• _AIM OF THE TASK_
Count the lines in the items below that contain the string "image". Reply with the number alone.

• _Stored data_
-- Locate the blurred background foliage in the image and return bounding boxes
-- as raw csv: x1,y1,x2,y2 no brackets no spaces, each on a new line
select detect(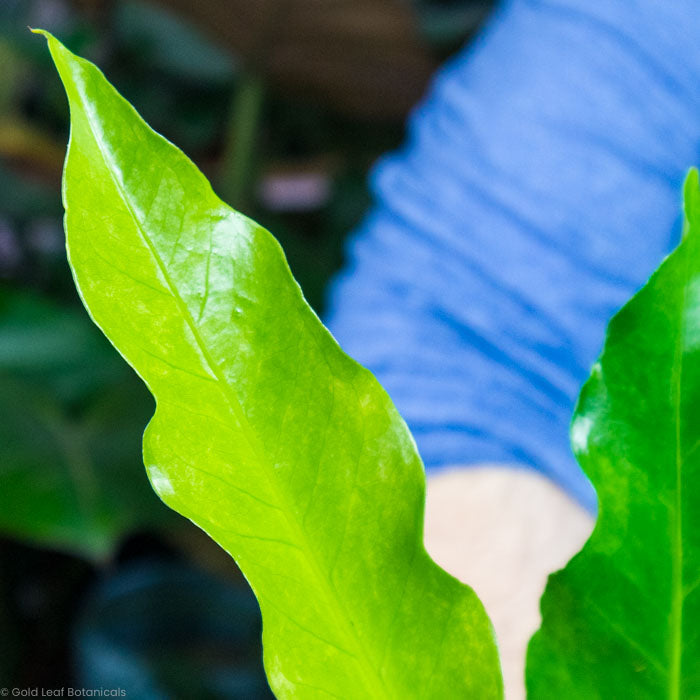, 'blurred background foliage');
0,0,491,698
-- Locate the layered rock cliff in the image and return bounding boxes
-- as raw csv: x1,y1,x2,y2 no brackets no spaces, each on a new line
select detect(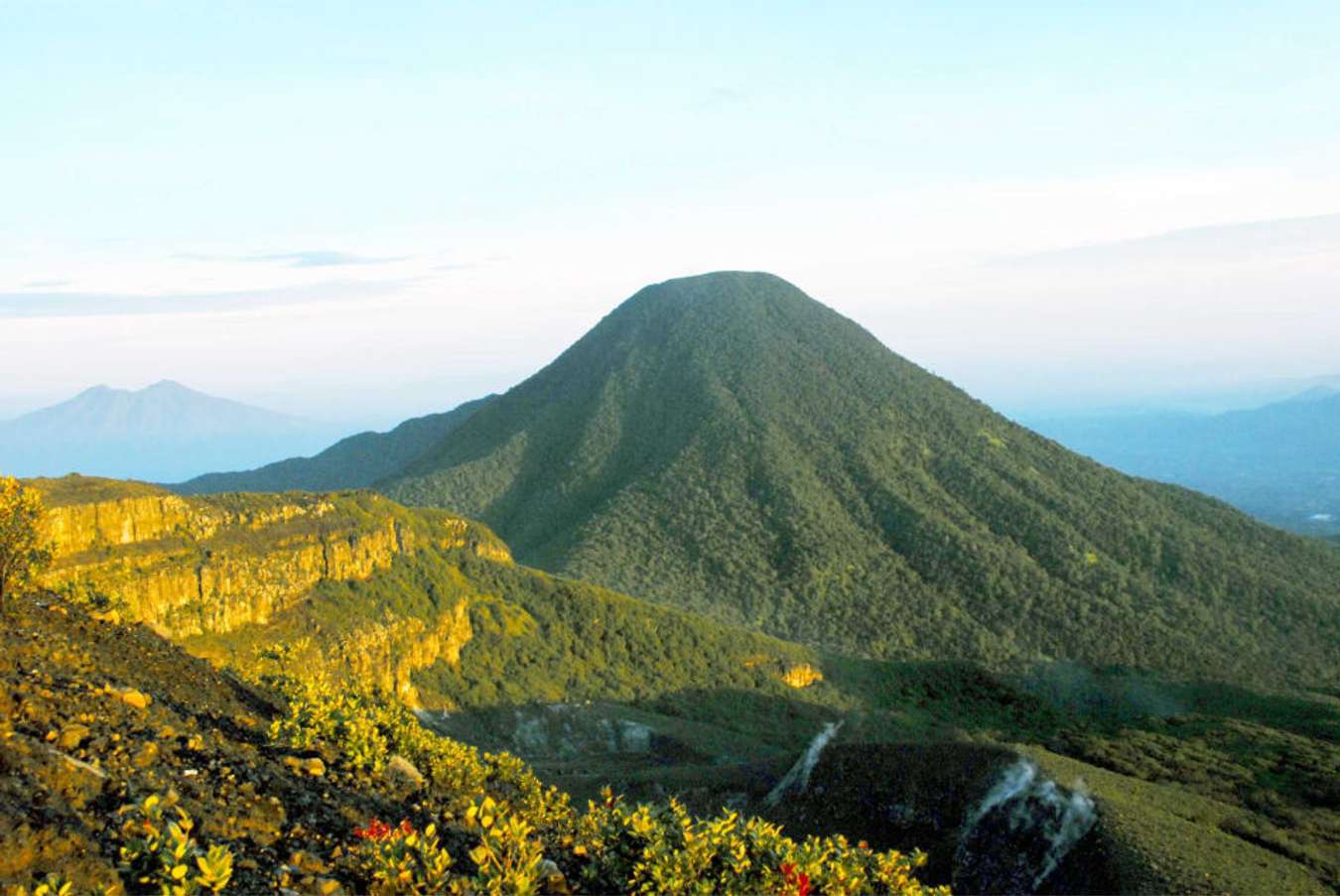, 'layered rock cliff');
34,477,510,642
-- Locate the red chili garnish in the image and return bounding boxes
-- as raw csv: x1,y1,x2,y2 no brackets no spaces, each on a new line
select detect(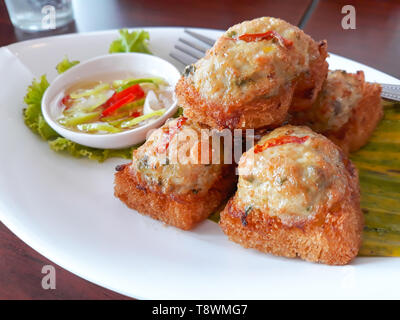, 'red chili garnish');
157,117,187,153
238,30,293,48
101,93,137,117
61,94,72,110
101,84,144,117
101,84,144,116
254,136,309,153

• _TASK RESULT_
3